--- WHAT THIS TASK INVOLVES ---
Without copying the images, write out all the entries below verbatim.

***** DATASET EXCERPTS

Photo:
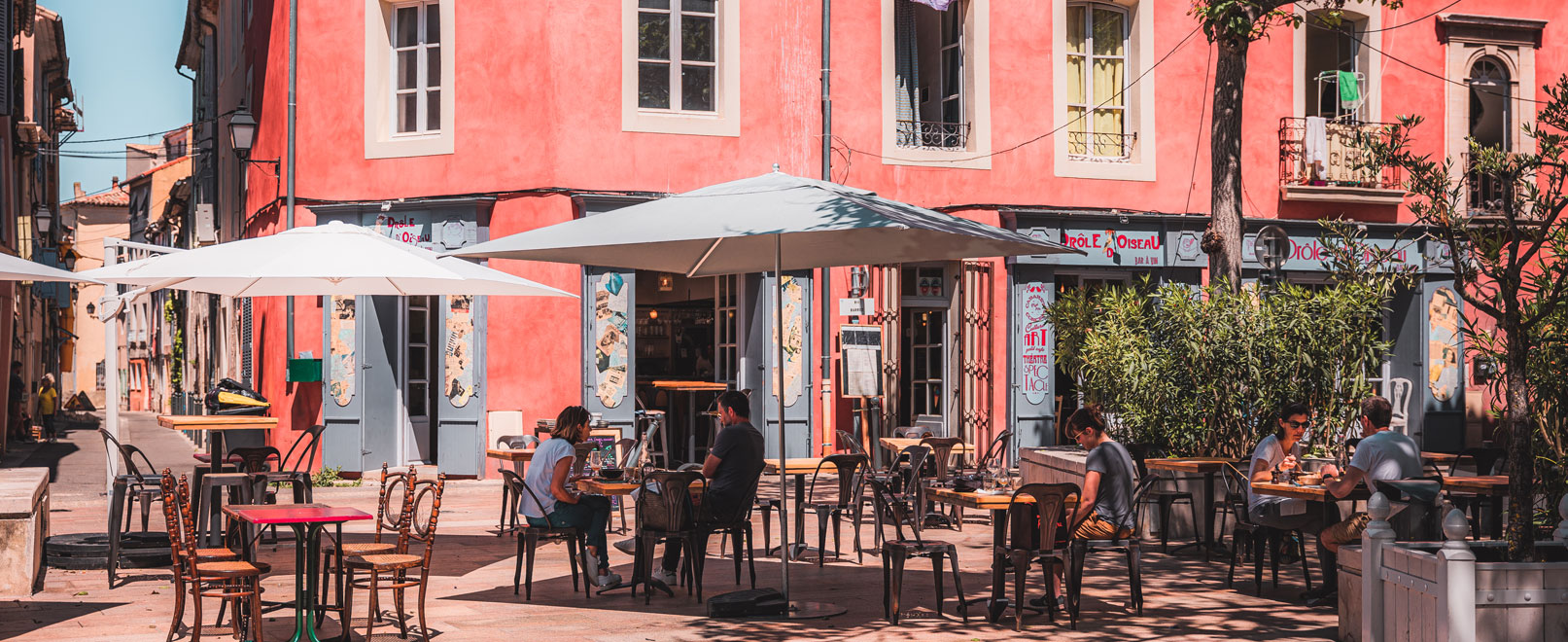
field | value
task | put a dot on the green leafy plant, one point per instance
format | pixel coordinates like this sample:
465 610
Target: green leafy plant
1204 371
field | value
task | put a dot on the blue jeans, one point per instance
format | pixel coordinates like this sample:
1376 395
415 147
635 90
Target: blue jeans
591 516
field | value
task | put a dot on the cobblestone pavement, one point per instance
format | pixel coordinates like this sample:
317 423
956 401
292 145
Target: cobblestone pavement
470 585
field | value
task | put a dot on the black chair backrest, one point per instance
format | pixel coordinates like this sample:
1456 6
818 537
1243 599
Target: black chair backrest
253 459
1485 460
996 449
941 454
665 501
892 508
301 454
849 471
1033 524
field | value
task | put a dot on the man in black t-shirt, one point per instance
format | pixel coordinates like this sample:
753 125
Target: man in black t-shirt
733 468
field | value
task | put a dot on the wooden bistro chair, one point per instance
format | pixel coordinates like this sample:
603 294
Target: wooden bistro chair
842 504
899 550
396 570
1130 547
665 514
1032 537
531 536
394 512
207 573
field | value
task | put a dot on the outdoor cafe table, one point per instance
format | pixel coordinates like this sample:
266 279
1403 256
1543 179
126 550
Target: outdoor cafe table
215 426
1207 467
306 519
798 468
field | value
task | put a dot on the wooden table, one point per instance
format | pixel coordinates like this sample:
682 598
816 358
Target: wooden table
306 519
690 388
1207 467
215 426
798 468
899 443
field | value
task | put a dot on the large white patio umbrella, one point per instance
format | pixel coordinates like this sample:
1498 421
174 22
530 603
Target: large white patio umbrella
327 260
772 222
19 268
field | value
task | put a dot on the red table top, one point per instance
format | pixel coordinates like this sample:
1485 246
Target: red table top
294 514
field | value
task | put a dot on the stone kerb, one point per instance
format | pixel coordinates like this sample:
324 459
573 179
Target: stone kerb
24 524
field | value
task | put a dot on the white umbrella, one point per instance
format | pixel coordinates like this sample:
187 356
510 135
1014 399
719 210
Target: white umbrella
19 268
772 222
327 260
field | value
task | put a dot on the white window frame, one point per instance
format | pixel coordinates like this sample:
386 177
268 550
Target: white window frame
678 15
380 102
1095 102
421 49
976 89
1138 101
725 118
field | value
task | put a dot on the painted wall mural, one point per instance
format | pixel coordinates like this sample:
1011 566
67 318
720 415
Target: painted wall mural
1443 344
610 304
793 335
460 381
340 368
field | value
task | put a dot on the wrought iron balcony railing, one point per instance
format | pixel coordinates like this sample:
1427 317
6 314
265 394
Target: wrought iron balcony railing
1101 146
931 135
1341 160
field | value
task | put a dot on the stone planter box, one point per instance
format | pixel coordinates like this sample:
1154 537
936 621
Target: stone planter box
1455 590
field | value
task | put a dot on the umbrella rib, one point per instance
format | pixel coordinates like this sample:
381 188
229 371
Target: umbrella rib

**********

--- COMPLETED TASK ---
Photo:
field | value
task | put a dot on the green leafy plant, one point per instance
format | pixel coordinates like this sample:
465 610
Target: green leafy plant
1204 371
field | value
task | put a dot on the blue jeans, one point per instance
format | pixel coordinates like this sample:
1376 395
415 147
635 90
Target: blue jeans
591 516
field | value
task | put a dot on the cobblestone pavement, one point per instance
format | pixel coordinates like this sample:
317 423
956 401
292 145
Target: cobblestone pavement
470 585
field | value
task | put a dot on the black chair backrest, one point per instance
format | pixel coordinates like this sample:
1456 6
818 537
1243 599
Target: black chair backrest
253 459
1485 460
996 449
941 454
665 501
892 508
301 454
849 471
1033 524
field | value
task | put a dot on the man in black t-shirt, one point per instance
format | pixel coordinates like this sample:
753 125
Target: man in black t-shirt
733 468
field | value
task | put a dot on the wooden bistro chair, one point per instance
format | pixel coordinates like this sample:
603 294
Target: wooden bistro chair
842 504
899 550
396 570
1130 547
665 514
1032 537
531 536
394 512
207 573
field | value
task | put a dot on the outdoor cafe table, one point per instance
format | pixel coordinates like this sample:
266 279
1403 256
1543 179
126 550
Target: outdoor cafe table
215 426
1207 467
306 519
798 468
field | value
task | put a dot on the wooden table, one point per instance
format | pixel coordinates like this sample:
682 598
816 358
Target: wooden table
306 519
690 388
1207 467
215 426
798 468
899 443
field | value
task | put a dot on the large white patio umbrella, one point per instance
format | pixel coordinates like this sample:
1498 421
174 22
530 603
Target: large white patio umbrella
327 260
772 222
19 268
field | value
task | put a dot on the red table top, one point per instance
format | pixel coordinates like this sample:
1485 246
Target: red table top
294 514
field | value
task | put a dot on the stone kerb, one point per instance
format | pixel coordinates like this sample:
324 459
573 179
Target: stone kerb
24 524
field | value
task | put a dot on the white umbrella, one point per instance
format | pixel coordinates like this sample:
187 356
510 135
1014 399
719 210
Target: white umbrella
19 268
772 222
327 260
field | value
task | put a dot on the white window frame, one point per instance
format | pixel coordinates like this sample:
386 177
268 550
Target: white window frame
678 15
380 102
1095 102
421 49
976 89
1138 101
725 118
field | value
task | put a dot on the painted wall mural, one point per instance
format | pixel coordinates like this sample:
1011 566
67 318
720 415
Target: painted wall mural
1443 344
610 304
793 335
460 381
340 368
field | value
task | put a dot on the wrought iron balcony railing, one point per instance
format | pixel coordinates like this sample:
1427 317
6 314
265 394
Target: wrought iron balcony railing
1101 146
931 135
1341 160
field | value
task | put a dot on the stone planter box, one point per instance
format | pixel coordinates like this sample:
1154 537
936 621
Target: stone planter box
1455 590
field | value
task | put a dot on the umbrella rib, one point per instance
format | pixel coordinates like this sample:
381 188
229 371
Target: umbrella rib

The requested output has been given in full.